BEGIN
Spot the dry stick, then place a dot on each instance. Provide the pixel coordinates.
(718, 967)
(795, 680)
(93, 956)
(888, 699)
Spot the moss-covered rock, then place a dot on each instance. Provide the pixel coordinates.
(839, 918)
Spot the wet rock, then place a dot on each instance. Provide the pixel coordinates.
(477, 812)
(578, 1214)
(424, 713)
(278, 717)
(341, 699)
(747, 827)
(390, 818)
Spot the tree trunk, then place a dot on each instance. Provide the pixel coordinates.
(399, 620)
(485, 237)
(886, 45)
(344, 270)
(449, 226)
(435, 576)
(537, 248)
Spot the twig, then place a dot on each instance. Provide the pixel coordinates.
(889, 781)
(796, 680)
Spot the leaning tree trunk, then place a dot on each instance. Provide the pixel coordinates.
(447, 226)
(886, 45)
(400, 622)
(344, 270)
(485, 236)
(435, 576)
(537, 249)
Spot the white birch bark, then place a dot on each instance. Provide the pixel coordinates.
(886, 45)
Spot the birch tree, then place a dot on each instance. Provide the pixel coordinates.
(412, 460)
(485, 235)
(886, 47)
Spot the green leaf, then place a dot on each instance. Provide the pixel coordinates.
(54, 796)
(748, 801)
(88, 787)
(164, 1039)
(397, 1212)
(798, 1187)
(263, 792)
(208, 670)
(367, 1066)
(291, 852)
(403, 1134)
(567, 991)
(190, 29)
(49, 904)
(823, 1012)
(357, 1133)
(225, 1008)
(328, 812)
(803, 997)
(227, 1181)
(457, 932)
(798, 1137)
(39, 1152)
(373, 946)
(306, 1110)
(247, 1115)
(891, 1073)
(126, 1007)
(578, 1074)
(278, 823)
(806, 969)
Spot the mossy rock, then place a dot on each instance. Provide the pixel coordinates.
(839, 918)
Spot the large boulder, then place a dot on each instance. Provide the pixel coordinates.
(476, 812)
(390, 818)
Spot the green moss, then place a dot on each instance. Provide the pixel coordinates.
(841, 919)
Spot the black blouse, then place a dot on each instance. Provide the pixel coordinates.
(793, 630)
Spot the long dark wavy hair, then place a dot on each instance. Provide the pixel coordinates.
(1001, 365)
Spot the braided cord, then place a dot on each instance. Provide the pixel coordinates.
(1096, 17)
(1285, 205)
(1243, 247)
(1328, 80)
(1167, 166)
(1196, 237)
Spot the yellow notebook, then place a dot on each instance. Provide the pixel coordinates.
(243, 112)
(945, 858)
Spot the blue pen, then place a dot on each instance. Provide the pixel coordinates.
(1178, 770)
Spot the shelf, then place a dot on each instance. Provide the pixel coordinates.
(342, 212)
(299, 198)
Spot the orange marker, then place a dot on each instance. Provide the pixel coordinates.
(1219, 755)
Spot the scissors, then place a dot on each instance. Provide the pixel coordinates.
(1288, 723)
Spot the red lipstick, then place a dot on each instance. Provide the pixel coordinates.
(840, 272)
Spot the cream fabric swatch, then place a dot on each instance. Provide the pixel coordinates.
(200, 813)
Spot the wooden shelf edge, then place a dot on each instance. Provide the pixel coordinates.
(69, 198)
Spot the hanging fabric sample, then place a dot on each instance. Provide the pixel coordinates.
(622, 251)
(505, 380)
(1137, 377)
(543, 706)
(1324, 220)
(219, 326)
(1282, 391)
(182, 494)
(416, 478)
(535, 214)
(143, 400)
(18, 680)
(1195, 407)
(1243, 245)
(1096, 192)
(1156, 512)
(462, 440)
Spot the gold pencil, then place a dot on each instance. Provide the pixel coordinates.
END
_Work order:_ For this exercise, copy word for word the line that contains "Spot the shelf, then" and every line after it, ending with the last line of the entries above.

_Exercise response:_
Spot the shelf, then place a dot on each instance. Provide the pixel coordinates.
(342, 212)
(299, 198)
Spot the orange marker, then place a dot on each instance. Provide the pixel coordinates.
(1219, 755)
Spot the scissors, then place a dot on each instance. Provide the pixel coordinates.
(1288, 723)
Spot the red lipstick, then place a dot on each instance. Provide the pixel coordinates.
(840, 272)
Spot the cream fabric swatch, then place a dot on each instance. Provide the pixel coordinates.
(200, 813)
Spot the wooden shelf edge, then place a dot on each instance. Provide the pixel coordinates.
(69, 198)
Spot the hanging fabric sample, then place a dot on each instance. Provide the pixel coordinates.
(622, 251)
(505, 380)
(1137, 377)
(543, 706)
(1324, 220)
(219, 326)
(1282, 391)
(182, 494)
(416, 478)
(535, 214)
(143, 400)
(18, 680)
(1195, 407)
(1243, 245)
(1096, 192)
(1156, 512)
(462, 440)
Spot the gold pencil, then place a dot on each instance. Provide the pixel coordinates.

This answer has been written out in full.